— BEGIN —

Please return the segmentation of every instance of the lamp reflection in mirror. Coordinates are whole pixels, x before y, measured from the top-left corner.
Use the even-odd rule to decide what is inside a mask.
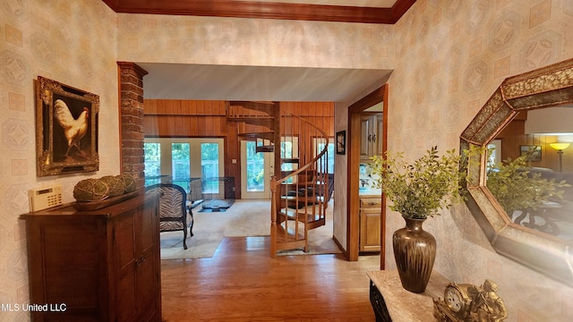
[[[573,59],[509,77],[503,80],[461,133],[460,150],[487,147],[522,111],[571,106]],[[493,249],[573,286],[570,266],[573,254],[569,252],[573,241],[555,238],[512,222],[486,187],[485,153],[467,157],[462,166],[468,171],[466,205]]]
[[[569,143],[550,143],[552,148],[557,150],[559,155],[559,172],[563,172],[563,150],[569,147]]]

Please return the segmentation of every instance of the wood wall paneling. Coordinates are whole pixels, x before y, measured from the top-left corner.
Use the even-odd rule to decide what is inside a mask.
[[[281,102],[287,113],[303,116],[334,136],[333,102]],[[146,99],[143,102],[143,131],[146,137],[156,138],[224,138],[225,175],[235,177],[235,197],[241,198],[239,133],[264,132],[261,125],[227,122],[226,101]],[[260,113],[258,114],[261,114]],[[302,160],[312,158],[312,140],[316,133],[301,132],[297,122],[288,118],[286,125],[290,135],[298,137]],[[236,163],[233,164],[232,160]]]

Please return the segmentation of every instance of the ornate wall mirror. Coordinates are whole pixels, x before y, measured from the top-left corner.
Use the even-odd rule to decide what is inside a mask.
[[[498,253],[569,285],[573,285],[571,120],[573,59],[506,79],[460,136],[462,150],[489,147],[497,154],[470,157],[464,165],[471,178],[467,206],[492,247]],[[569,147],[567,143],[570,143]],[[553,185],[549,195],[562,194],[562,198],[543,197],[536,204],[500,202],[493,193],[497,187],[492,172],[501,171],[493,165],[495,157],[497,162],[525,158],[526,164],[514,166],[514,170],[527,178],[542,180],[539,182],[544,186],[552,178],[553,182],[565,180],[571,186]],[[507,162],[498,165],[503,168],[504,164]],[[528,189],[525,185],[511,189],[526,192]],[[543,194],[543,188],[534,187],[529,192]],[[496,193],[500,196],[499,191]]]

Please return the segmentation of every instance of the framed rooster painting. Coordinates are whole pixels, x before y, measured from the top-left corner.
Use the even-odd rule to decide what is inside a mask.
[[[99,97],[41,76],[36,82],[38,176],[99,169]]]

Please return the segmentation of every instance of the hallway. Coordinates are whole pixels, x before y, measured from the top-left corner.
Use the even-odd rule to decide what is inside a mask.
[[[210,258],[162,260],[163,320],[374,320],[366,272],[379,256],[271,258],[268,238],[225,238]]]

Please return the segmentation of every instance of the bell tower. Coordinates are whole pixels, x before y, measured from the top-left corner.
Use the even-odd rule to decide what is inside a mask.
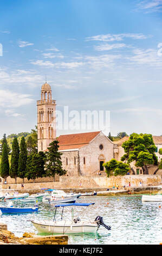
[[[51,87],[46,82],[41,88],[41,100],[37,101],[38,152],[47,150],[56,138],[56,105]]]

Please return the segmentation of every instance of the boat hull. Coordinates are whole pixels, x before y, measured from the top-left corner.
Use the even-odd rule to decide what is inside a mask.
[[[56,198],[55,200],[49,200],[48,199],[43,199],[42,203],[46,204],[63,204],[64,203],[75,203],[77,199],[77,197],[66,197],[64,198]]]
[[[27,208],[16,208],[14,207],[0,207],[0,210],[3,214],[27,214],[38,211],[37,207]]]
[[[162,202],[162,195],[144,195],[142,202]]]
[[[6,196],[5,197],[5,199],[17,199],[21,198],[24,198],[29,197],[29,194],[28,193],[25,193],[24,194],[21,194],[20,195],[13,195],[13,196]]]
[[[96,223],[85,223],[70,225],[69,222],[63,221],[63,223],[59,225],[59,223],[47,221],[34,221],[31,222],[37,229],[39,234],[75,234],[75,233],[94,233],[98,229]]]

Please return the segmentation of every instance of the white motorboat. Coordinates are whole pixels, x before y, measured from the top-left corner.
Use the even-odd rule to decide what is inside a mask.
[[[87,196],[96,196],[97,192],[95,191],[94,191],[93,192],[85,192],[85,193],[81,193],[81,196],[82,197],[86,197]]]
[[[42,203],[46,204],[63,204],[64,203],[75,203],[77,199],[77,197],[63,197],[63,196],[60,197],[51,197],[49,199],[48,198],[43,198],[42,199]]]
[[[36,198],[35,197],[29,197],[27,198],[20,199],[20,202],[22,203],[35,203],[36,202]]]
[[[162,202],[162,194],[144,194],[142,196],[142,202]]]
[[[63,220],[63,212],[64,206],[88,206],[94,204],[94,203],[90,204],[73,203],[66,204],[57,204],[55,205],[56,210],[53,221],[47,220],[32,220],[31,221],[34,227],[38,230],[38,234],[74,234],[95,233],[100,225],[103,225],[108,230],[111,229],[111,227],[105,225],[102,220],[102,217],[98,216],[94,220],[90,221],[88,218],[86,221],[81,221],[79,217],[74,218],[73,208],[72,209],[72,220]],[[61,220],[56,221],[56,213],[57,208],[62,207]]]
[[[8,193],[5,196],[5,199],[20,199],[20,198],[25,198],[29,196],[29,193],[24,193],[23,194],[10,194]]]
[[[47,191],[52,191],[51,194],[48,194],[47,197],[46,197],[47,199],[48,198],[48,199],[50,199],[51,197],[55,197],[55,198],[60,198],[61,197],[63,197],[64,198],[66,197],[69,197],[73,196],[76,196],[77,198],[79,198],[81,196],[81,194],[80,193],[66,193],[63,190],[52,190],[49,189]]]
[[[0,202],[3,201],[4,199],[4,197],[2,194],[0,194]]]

— END —

DIRECTIVE -
The records above are to be restated exactly, without their pictures.

FINAL ANSWER -
Please return the segmentation of every instance of the lamp reflection in mirror. Coordinates are whole pixels, x before y, measured from the top-left corner.
Use the even-odd rule to decide what is inside a mask.
[[[573,59],[509,77],[503,80],[461,133],[460,150],[487,147],[522,111],[571,106]],[[493,249],[573,286],[570,266],[573,254],[569,252],[573,241],[555,238],[512,222],[486,187],[485,153],[467,157],[462,166],[468,171],[466,205]]]
[[[569,143],[550,143],[552,148],[557,150],[559,155],[559,172],[563,172],[563,150],[569,147]]]

Please return the segmentation of every instance of the wood wall paneling. Coordinates are whole pixels, x before y, measured from the top-left corner.
Use the even-odd rule to decide what is inside a mask.
[[[281,102],[287,113],[303,116],[334,136],[333,102]],[[146,99],[143,102],[143,131],[146,137],[156,138],[224,138],[225,175],[235,177],[235,197],[241,198],[239,133],[264,132],[261,125],[227,122],[226,101]],[[260,113],[258,114],[261,114]],[[302,160],[312,158],[312,140],[316,133],[301,132],[297,122],[288,118],[286,125],[290,135],[298,137]],[[236,163],[233,164],[232,160]]]

Please return the segmentation of every instance of the ornate wall mirror. Coordinates are whole pixels, x before y, measured from the top-left corner.
Use the even-odd rule to decide what is inside a mask.
[[[498,253],[569,285],[573,285],[571,120],[573,59],[506,79],[460,136],[462,150],[489,147],[497,154],[470,157],[464,165],[471,178],[467,206],[492,247]],[[569,147],[567,143],[570,143]],[[553,185],[549,195],[562,194],[562,198],[543,197],[536,204],[500,202],[493,193],[497,187],[492,172],[501,171],[493,165],[495,157],[497,162],[525,158],[526,164],[514,166],[514,170],[527,178],[542,180],[539,182],[544,186],[552,178],[553,182],[565,180],[571,186]],[[507,162],[498,165],[503,168],[504,164]],[[528,189],[525,185],[511,189],[526,192]],[[543,194],[543,188],[534,187],[529,192]],[[496,193],[500,196],[499,191]]]

Please return the segmentation of every instance of the framed rooster painting. Coordinates are whole pixels, x before y, measured from the top-left corner.
Use the even-odd rule to decide what is inside a mask.
[[[99,97],[41,76],[36,82],[38,176],[99,169]]]

Please return the segmentation of every instance of the hallway. Coordinates are whole pixels, x before y, measured from the top-left corner.
Use the even-odd rule to decide what is inside a mask.
[[[210,258],[162,260],[163,320],[374,320],[366,272],[379,256],[271,258],[268,238],[225,238]]]

Please return the segmentation of every instance of the bell tower. Coordinates are whole pixels, x before y, measured from the top-left corner.
Use the even-odd rule to decide what is inside a mask.
[[[51,87],[46,82],[41,88],[41,100],[37,101],[38,152],[47,150],[56,138],[56,105]]]

Please return the segmentation of every instance of the boat hull. Coordinates are whole pixels, x before y, measured from the top-left corner.
Use the even-odd rule to decide what is inside a mask.
[[[56,198],[55,200],[49,200],[48,199],[43,199],[42,203],[46,204],[63,204],[64,203],[75,203],[77,199],[77,197],[66,197],[64,198]]]
[[[27,208],[16,208],[14,207],[0,207],[0,210],[3,214],[27,214],[38,211],[37,207]]]
[[[162,202],[162,195],[144,195],[142,202]]]
[[[6,196],[5,197],[5,199],[17,199],[21,198],[24,198],[29,197],[29,194],[28,193],[25,193],[24,194],[21,194],[20,195],[13,195],[13,196]]]
[[[96,223],[85,223],[70,225],[69,222],[63,221],[63,223],[59,225],[59,223],[47,221],[34,221],[31,222],[37,229],[39,234],[75,234],[75,233],[94,233],[98,229]]]

Please return the segmentation of every instance of the white motorboat. Coordinates are whole pixels, x before y, measured from the top-left corner.
Use the even-odd rule to decide what is inside a mask.
[[[87,196],[96,196],[97,192],[95,191],[94,191],[93,192],[85,192],[85,193],[81,193],[81,196],[82,197],[86,197]]]
[[[42,203],[46,204],[63,204],[64,203],[75,203],[77,199],[77,197],[63,197],[63,196],[60,197],[51,197],[49,199],[48,198],[43,198],[42,199]]]
[[[36,198],[35,197],[29,197],[27,198],[20,199],[20,202],[22,203],[35,203],[36,202]]]
[[[162,202],[162,194],[144,194],[142,196],[142,202]]]
[[[63,220],[63,212],[64,206],[88,206],[94,204],[94,203],[90,204],[73,203],[66,204],[57,204],[55,205],[56,210],[53,221],[47,220],[32,220],[31,221],[34,227],[38,230],[38,234],[74,234],[95,233],[100,225],[103,225],[108,230],[111,229],[111,227],[105,225],[102,220],[102,217],[98,216],[94,220],[90,221],[88,218],[86,221],[81,221],[79,217],[74,218],[73,208],[72,209],[72,220]],[[61,220],[56,221],[56,213],[57,208],[62,207]]]
[[[8,193],[5,196],[5,199],[20,199],[20,198],[25,198],[29,196],[29,193],[24,193],[23,194],[10,194]]]
[[[47,191],[52,191],[51,194],[48,194],[47,197],[46,197],[47,199],[48,198],[48,199],[50,199],[51,197],[55,197],[55,198],[60,198],[61,197],[63,197],[64,198],[66,197],[69,197],[73,196],[76,196],[77,198],[79,198],[81,196],[81,194],[80,193],[66,193],[63,190],[52,190],[49,189]]]
[[[0,202],[3,201],[4,199],[4,197],[2,194],[0,194]]]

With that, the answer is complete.